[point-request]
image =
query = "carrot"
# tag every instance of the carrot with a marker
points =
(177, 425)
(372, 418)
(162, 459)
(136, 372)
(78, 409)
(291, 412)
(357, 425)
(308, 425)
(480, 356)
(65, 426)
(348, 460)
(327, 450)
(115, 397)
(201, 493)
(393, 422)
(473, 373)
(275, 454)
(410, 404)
════════
What you are asked to do: Copy every one of the entries above verbatim, line for line.

Correct answer:
[point-request]
image =
query = "carrot"
# tag every instance of the carrot with a marker
points =
(177, 425)
(372, 418)
(162, 459)
(136, 372)
(78, 409)
(291, 412)
(357, 425)
(308, 425)
(480, 356)
(65, 426)
(348, 460)
(327, 450)
(115, 397)
(201, 493)
(393, 422)
(473, 373)
(275, 454)
(410, 404)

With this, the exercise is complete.